> Excerpted passage
[Start]

By Bartosz Czarnecki

Consider the requirements for aerospace harness design for today’s advanced products. Three variables may come to mind immediately: quality, delivery and cost. These requirements are increasingly difficult to meet, given the recent trends impacting the industry. 

Designers hope to improve performance with greener, lighter weight solutions. They are increasingly turning to electrical systems and integrated software solutions to add these capabilities. This in turn can satisfy the mission demands placed on today’s platforms. Meanwhile, tight budgets and timeframes along with more stringent regulations are putting the squeeze on design teams. These teams must work faster and document everything, despite limited resources.

Through digitalization, the application of digital technology to transform business processes, teams are able to visualize and validate designs before committing them to implementation. This enables them to spot and fix potential problems early. Those problems that if caught later in the process could result in delays and waste. The trend toward digitalization is building momentum. Needless to say, it’s becoming obvious that the traditional process for harness design is no longer sufficient.

[End]

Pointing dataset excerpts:
[Start]

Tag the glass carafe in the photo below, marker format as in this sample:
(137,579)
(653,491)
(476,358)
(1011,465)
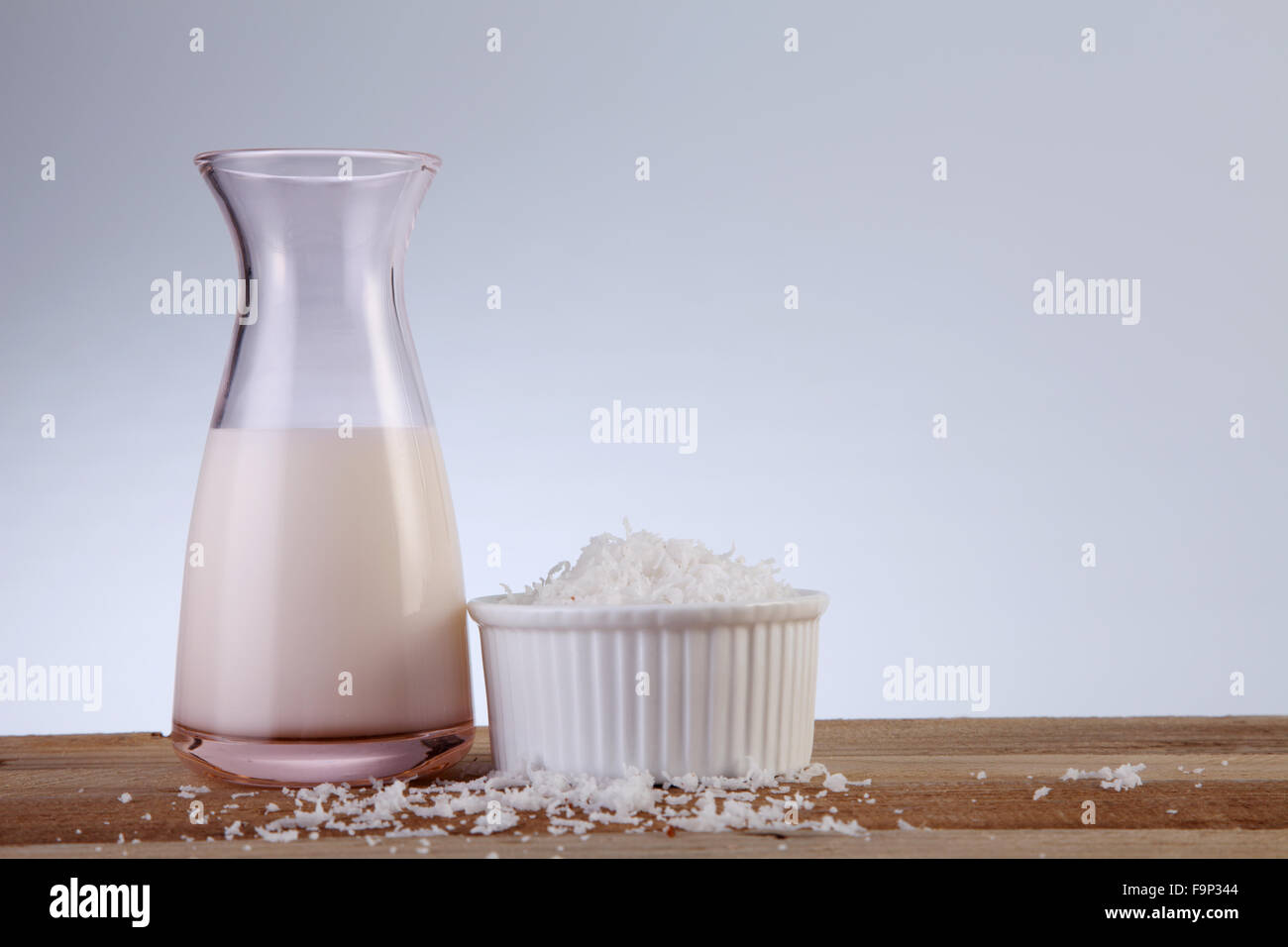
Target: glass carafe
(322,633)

[End]
[Start]

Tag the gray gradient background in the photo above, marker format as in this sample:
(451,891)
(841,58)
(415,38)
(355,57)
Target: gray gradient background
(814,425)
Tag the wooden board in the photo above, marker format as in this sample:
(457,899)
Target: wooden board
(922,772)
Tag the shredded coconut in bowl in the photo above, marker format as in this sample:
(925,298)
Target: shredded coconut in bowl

[End]

> To do
[1] Which three variables does the aerospace harness design passage say may come to mind immediately when considering design requirements?
[2] Carry on the aerospace harness design passage from its final sentence.

> Per-task answers
[1] Quality, delivery and cost.

[2]
Let’s examine how a “digital twin” of an aircraft wire harness enables multiple design disciplines to collaborate effectively. With this approach, there is access to critical information throughout the development lifecycle. Taking this approach, teams can deliver extremely high-quality wire harnesses for next-generation aerospace products faster, without driving up costs.

Quality isn’t an option, it’s a requirement

For today’s aerospace and defense products, quality is defined by a standard and is an absolute requirement. However, traditional harness design is characterized by error-prone manual processes. Harness bench testing can only confirm consistency between the design and the harness; it can’t be used to verify the design. Engineering errors such as incorrect component selection, sizing and wiring lengths or missing connectivity sneak through undetected. Accordingly, these must then be corrected on the assembly line.

Using a digital twin of the harness design, teams can validate the harness electronically against design rules. Therefore, they don’t need to manually transfer and transcribe information to collaborate between disciplines. Seamless data sharing ensures consistency and minimizes mistakes, allowing teams to optimize designs and ensure quality standards are achieved, before they progress too far along the development lifecycle.

On-time delivery drives revenue

Today’s fast-paced business world calls for rapid time to market – and teams that don’t deliver cost their organizations a lot of money. However, it’s a delicate balance – in their rush to go to market before competitors, they make lots of mistakes. Fixing them causes delays and puts delivery at risk, potentially resulting in financial penalties and a damaged brand reputation.

By validating designs electronically early on, teams can eliminate last-minute rework that can impact time-to-delivery as designers spend time correcting errors and calling in multiple stakeholders to check and recheck changes.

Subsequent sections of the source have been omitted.